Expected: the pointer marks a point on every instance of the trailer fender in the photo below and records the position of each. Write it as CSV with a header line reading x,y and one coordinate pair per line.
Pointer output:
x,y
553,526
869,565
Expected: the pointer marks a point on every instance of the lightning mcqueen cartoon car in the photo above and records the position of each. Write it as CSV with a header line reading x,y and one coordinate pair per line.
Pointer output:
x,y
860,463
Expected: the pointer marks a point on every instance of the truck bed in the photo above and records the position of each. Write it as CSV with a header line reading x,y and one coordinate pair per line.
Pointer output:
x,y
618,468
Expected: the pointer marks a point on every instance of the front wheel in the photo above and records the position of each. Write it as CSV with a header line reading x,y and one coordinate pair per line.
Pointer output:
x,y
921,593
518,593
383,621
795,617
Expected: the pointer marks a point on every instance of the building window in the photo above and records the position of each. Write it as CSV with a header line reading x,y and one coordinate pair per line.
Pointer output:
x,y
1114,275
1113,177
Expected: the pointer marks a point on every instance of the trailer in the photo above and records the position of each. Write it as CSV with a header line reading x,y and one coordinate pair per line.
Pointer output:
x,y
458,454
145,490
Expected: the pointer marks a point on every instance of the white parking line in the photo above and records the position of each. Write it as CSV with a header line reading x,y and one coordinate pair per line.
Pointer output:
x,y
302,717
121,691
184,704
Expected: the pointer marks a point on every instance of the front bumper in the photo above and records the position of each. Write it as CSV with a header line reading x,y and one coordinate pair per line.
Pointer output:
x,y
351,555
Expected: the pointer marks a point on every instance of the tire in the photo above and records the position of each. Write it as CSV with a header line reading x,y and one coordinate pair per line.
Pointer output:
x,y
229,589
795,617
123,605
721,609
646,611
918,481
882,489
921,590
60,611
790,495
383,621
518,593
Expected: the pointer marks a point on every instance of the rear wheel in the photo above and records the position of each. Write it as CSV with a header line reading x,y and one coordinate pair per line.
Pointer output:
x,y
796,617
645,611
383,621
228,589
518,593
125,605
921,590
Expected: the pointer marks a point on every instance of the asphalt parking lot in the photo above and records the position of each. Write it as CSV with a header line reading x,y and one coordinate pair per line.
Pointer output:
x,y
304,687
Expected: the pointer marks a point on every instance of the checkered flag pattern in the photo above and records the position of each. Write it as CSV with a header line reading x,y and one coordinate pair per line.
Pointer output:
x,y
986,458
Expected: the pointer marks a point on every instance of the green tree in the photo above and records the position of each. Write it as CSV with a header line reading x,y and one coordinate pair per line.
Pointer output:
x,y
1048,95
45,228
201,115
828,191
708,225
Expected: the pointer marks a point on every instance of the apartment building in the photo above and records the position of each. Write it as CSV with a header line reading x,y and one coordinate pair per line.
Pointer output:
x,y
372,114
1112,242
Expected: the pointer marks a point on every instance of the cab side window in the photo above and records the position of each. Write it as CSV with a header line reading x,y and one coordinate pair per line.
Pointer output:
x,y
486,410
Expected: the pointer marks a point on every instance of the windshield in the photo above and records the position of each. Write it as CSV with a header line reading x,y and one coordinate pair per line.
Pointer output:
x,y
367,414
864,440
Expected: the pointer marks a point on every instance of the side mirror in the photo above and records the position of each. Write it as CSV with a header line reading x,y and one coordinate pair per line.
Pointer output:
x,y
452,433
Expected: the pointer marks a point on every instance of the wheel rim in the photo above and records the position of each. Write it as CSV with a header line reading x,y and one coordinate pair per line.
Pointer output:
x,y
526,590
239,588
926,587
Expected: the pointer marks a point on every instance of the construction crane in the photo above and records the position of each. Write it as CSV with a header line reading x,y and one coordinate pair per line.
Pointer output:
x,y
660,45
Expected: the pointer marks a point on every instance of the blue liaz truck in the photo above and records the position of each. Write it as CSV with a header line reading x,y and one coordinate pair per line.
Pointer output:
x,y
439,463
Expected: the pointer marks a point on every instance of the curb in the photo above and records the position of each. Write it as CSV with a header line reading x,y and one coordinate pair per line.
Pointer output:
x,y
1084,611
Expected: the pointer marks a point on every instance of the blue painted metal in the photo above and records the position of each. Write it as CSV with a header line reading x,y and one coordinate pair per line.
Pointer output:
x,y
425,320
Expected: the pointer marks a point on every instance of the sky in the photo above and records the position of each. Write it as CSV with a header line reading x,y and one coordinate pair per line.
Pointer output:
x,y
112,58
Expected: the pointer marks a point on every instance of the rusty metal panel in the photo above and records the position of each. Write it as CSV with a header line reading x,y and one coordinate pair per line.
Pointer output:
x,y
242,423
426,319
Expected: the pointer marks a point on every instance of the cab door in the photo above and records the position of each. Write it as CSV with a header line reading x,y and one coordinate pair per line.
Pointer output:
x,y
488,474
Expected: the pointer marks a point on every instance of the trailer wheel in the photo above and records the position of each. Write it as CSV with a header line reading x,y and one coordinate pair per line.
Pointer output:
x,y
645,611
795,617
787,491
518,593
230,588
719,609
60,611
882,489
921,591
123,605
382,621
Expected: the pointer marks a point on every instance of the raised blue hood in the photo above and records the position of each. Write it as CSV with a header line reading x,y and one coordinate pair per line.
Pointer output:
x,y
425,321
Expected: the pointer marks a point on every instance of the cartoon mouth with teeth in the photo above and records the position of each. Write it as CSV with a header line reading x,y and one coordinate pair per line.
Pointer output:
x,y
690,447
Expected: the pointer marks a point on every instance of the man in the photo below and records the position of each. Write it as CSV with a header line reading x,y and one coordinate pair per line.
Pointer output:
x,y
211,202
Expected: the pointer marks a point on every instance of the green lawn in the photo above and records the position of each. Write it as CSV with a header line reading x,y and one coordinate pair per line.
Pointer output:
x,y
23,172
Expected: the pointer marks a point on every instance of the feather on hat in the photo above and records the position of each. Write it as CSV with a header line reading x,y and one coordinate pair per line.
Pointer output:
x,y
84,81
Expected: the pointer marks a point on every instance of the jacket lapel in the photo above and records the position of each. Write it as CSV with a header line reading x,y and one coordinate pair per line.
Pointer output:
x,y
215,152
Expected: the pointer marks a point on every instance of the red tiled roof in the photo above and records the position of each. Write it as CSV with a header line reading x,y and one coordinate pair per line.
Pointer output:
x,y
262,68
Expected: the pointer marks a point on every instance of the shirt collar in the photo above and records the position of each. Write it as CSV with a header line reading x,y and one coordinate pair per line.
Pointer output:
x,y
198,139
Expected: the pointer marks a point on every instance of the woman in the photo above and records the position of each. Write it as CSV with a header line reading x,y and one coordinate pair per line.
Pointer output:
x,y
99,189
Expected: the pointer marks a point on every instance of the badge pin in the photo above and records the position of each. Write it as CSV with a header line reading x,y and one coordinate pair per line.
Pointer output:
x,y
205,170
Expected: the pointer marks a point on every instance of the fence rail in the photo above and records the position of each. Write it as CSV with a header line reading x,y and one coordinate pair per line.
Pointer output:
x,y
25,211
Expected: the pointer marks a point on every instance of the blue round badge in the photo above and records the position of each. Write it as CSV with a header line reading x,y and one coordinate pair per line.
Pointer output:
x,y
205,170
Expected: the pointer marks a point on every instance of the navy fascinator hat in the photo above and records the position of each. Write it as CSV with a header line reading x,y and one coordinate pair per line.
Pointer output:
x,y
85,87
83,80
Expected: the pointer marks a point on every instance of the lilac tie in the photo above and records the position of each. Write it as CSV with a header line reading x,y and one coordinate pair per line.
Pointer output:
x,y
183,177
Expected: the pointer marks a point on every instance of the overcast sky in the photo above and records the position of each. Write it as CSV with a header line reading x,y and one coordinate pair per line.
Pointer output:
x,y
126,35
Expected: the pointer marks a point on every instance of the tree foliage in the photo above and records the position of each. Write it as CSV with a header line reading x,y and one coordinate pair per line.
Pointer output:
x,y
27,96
========================
## [About this task]
Your task for the entries above: copy exactly the span starting with the line with "of the construction" and going on through the line with "of the raised", both lines included, and nothing else.

## [Finished exercise]
Expected: the pointer marks a point on every instance of the construction crane in the photo above and records the position of each. Write it as CSV with a header line reading x,y and one coordinate pair per line.
Pointer output:
x,y
660,45
Expected: the pointer marks a point on every instance of the blue liaz truck in the photo above and records the position of each. Write it as CSV with a header line reading x,y and one coordinate pair per line.
Pointer output:
x,y
439,463
Expected: the pointer marks a point on every instance of the curb in the photo above and records the position of each. Write it as CSV with a header line reading x,y and one coordinate pair per line.
Pointer output:
x,y
1084,611
Expected: the pointer marks a point on every instance of the blue painted metal in the photo above and records the position of each. Write it as CSV with a header line reading x,y and one coordinate pair per line.
Pointer output:
x,y
425,320
Expected: the pointer marks a point on every instance of the sky in the photo above and records the position of each. Write it as CSV with a header line reading x,y and one coordinate pair per line.
Pointer output:
x,y
112,58
Expected: the pointer marks a point on every instance of the rusty metal panel in the photo above and records the position of each. Write it as CSV with a header line reading x,y and one coordinate pair per line.
Pointer output:
x,y
242,423
426,319
Expected: the pointer marks a point on every instance of the cab door in the photo above and records the position of each. Write it as CSV with a header line reading x,y and one coordinate pair per line.
Pointer output:
x,y
488,474
Expected: the pointer marks a point on every instance of the trailer wheel in the photo above and records the position of each. Write it as CSV with a header line reading x,y and one coordinate pair per line.
Pointer output:
x,y
645,611
795,617
787,491
518,593
230,588
719,609
60,611
882,489
921,591
123,605
382,621
Expected: the pointer marks a point on every instance of the raised blue hood in the photo above and records the position of each. Write it as CSV with a header line reading x,y and one coordinate pair per line.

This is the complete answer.